■ Challenge A ■
Answer these three questions about the Mg alloy abstract:
(i) Which two microscopy techniques were used to investigate the microstructure?
(ii) How many atomic layers lie between two building blocks?
(iii) What angle separates the opposite shear directions of the two building blocks?

■ Quoted passage ■

The Microstructure of Mg_98.5Zn_0.5Y₁ Alloy with Long-Period Stacking Ordered Structure

Abstract

The microstructure of an Mg_98.5Zn_0.5Y₁ alloy prepared by directional solidification (DS), synchronized with a long-period (LPSO) structure were systematically investigated using high-resolution transmission electron microscopy (HRTEM) and high-angle annular dark-field scanning transmission electron microscopy. The formation of 14H-type LPSO was observed to be accompanied by stacking faults. The lamellar 14H-type LPSO structure and stacking faults were both formed on (0001)_α-Mg habit plane and grew along $[\overline 1 2 \overline 1 0]$_α-Mg direction in Mg_98.5Zn_0.5Y₁ alloy prepared by DS. These findings demonstrated that the stacking faults have a great effect on crystal growth in LPSO structure. The stacking faults nucleation were proposed to explain the growth of LPSO in DS. For the DS polycrystals, the LPSO exhibited a lamellar shape, whose unit cell was composed of two twin-related building blocks (ABCA-type and ACBA-type) which determined the physical and chemical properties of Mg_98.5Zn_0.5Y₁ alloy. There were three atomic layers between two building blocks. The clusters were observed in the 14H-type LPSO which played an important role on building blocks. Furthermore, the two building blocks arranged in opposite shear direction is 68.7°. Based on the present study, an atom model Mg₁₄₂Zn₁₂Y_16, which considered as the characteristic structure of 14H-type LPSO in Mg_98.5Zn_0.5Y₁ alloy prepared by DS, was constructed. The atomic model were verified by simulation. The simulated diffraction patterns were consistent with the experimental pattern.

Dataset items

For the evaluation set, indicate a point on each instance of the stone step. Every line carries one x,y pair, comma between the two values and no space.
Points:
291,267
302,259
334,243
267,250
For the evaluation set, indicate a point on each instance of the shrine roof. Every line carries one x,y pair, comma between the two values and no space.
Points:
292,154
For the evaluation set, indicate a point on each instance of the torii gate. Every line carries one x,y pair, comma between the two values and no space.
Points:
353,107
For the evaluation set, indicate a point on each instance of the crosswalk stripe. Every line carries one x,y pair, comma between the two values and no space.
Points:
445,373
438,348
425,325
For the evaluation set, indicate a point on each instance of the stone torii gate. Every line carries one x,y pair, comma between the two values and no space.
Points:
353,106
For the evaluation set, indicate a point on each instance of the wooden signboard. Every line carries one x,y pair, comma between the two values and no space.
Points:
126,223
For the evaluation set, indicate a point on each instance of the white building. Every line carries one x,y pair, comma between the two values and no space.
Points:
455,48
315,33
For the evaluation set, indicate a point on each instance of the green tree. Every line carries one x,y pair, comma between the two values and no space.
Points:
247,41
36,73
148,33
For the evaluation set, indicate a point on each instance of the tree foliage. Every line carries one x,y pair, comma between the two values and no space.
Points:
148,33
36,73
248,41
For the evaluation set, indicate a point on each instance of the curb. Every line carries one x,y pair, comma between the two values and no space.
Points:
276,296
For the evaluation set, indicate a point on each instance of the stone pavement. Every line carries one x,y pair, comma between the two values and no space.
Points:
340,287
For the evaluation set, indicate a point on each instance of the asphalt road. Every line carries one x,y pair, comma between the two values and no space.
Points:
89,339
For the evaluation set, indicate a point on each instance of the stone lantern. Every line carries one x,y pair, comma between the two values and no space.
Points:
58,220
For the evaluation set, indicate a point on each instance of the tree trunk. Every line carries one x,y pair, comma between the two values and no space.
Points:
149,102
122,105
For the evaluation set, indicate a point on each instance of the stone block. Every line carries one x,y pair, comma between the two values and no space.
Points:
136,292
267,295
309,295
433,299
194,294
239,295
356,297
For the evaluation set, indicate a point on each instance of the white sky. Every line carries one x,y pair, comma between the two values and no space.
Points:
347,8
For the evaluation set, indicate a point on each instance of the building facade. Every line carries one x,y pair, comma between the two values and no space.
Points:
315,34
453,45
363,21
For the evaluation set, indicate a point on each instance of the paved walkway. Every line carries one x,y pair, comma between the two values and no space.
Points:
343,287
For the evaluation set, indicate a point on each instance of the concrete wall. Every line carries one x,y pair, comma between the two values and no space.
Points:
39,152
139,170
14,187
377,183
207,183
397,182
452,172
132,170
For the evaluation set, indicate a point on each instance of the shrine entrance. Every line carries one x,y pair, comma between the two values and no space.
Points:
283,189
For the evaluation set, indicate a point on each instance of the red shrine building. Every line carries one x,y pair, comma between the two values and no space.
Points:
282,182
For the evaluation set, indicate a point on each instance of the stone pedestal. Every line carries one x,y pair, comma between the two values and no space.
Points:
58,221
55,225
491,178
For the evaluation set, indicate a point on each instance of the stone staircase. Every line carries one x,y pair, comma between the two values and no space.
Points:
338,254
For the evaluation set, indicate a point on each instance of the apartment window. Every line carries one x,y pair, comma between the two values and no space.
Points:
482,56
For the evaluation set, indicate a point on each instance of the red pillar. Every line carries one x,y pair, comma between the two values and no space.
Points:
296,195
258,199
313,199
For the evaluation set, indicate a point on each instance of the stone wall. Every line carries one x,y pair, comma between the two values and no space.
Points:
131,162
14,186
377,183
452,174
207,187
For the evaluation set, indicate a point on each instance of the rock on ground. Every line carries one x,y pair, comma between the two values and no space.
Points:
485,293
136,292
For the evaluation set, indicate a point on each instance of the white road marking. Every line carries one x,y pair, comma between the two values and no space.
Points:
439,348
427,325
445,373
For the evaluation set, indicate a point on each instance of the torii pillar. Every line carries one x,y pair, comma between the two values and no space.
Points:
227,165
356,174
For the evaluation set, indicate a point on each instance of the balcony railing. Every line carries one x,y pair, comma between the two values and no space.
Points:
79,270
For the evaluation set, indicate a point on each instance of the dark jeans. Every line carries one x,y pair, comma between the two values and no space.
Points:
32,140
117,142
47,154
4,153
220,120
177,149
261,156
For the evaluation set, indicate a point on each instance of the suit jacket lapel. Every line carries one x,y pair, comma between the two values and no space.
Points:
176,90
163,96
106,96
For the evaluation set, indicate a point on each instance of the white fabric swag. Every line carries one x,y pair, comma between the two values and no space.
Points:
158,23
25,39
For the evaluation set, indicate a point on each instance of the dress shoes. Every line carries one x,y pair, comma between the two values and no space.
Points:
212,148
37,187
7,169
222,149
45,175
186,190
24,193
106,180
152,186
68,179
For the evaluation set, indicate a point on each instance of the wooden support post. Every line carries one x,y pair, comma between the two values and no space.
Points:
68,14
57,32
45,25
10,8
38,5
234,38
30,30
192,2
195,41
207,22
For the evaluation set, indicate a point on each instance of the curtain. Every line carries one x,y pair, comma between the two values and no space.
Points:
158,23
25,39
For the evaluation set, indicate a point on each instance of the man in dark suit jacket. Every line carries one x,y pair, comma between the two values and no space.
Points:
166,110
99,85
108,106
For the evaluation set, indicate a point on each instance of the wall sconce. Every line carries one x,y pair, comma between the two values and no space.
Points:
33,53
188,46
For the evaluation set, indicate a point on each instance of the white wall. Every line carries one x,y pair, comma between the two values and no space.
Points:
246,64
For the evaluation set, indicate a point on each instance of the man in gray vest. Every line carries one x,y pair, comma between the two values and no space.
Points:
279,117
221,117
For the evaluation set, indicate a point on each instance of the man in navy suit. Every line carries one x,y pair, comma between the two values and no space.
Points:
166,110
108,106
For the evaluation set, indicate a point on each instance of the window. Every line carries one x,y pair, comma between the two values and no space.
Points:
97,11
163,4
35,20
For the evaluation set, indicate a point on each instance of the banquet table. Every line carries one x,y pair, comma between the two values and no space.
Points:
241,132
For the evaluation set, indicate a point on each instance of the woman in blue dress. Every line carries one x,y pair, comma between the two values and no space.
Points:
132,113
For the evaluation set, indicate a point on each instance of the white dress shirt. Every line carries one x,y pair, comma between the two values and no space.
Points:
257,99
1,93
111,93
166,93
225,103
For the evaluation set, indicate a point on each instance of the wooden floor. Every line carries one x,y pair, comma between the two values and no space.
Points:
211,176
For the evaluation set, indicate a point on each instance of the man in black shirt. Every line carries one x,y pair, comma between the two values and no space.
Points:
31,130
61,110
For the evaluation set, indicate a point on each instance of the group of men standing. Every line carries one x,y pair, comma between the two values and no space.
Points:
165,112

■ Challenge B ■
Extract every line of the records, unchanged, starting at the line containing "the wooden floor." and continuing through the last line of the records, with both ends included.

■ Written response A ■
(i) High-resolution transmission electron microscopy (HRTEM) and high-angle annular dark-field scanning transmission electron microscopy.
(ii) Three.
(iii) 68.7°.

■ Written response B ■
For the evaluation set, indicate a point on each instance of the wooden floor. Every line carries one x,y pair, comma between the two values and no space.
Points:
211,176
For the evaluation set, indicate a point on each instance of the man in black shirt. Every line carries one x,y pair, comma between the two values and no space.
Points:
31,130
61,110
For the evaluation set, indicate a point on each instance of the group of men standing. Every line carries one x,y pair, comma between the two values and no space.
Points:
165,112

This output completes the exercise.